#### [WHAT NEEDS TO BE DONE]
When the line containing "The service MUST place a point on the woman's" appears in the data below, begin copying there and stop only after the line containing "The service MUST place a point on the sky, one".

#### [GIVEN DATA]
= = = = =
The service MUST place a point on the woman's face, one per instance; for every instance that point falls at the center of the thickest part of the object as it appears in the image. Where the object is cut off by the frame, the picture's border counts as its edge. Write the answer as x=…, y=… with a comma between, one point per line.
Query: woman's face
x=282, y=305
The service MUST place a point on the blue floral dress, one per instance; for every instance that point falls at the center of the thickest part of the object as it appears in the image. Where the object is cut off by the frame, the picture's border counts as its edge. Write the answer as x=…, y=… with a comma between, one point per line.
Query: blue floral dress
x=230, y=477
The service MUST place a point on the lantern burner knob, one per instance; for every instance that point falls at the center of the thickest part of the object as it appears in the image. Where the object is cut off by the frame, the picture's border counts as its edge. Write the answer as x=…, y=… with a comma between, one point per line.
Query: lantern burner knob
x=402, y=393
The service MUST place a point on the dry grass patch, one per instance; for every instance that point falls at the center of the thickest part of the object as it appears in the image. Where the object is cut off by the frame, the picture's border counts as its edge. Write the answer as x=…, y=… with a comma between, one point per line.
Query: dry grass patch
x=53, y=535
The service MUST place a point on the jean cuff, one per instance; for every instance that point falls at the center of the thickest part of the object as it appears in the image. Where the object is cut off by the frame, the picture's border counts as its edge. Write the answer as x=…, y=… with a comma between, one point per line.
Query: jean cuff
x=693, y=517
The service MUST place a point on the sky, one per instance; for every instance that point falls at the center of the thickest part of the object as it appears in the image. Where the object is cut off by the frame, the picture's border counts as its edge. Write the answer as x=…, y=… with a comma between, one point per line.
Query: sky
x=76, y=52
= = = = =
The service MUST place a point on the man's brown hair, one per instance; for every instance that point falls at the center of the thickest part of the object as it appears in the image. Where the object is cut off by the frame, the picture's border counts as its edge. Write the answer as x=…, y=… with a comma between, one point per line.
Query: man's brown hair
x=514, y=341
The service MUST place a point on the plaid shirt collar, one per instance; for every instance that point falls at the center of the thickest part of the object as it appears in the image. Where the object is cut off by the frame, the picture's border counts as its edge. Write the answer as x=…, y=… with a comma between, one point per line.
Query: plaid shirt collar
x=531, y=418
= = = = =
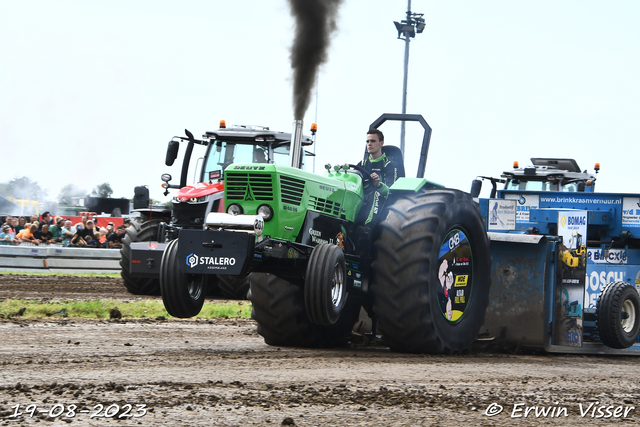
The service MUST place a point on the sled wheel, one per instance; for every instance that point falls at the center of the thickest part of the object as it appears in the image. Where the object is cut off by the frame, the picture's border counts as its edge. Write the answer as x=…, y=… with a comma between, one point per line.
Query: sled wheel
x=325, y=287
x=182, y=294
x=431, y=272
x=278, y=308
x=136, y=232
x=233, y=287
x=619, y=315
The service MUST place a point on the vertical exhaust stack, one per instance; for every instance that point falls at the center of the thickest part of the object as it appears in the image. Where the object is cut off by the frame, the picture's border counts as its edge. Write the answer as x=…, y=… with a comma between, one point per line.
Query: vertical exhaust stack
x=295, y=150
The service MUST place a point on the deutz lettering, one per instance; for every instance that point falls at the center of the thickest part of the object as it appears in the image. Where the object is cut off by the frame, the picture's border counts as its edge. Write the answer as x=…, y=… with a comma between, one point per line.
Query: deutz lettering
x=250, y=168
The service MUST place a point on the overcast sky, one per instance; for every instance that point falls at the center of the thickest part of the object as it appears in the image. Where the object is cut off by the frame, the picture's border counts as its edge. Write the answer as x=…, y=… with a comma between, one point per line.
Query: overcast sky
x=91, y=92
= = = = =
#### [RESPONSE TO THE EXERCISE]
The service MUST place a point on the woman's face, one per instance; for every instance that point falls at the center of the thickest part of the object as it appears in the image. Where the object is cut off by the frame, the picture's border counts as its edge. Write the answer as x=…, y=… with a comma between, one point per line.
Query: woman's face
x=282, y=305
The service MUST place a point on the blue floral dress, one per instance; for every instance that point falls at the center of the thickest part of the object as it appears in the image. Where the object is cut off by the frame, the picture's border counts as its edge. Write the answer as x=…, y=… with a comma between, one point per line.
Query: blue floral dress
x=230, y=477
The service MUST place a point on the lantern burner knob, one per instance; for every instance that point falls at the center of the thickest part of the object as it appears in the image. Where the object is cut off by the frame, the picture's border counts as its edge. Write the answer as x=…, y=… with a comma between, one point per line.
Query: lantern burner knob
x=402, y=393
The service MUST place a point on the dry grass patch, one per instance; for every instance that point falls at the center of the thickest part of the object as it appears in the image. Where the object is cut off by the frame, the picture's border counts as its edge. Write the answer as x=…, y=… with a comma between, one point per line.
Query: dry grass patch
x=53, y=535
The service MUST place a point on the jean cuff, one per instance; for every instance that point falls at the center of the thickest part of the object as it appears in the image. Where the object is cut off by the frame, the picture's border counts as its edge. Write the answer as x=…, y=… with a comma between, one point per line.
Query: jean cuff
x=693, y=517
The service MUST place a point on the sky, one per instance; for every instance that point falls at the center of the thickest part of the object as it appears in the image. Where the object is cut off by the frame, the picture's border counts as its edge. Write the answer as x=…, y=… with a comma between, one point per line.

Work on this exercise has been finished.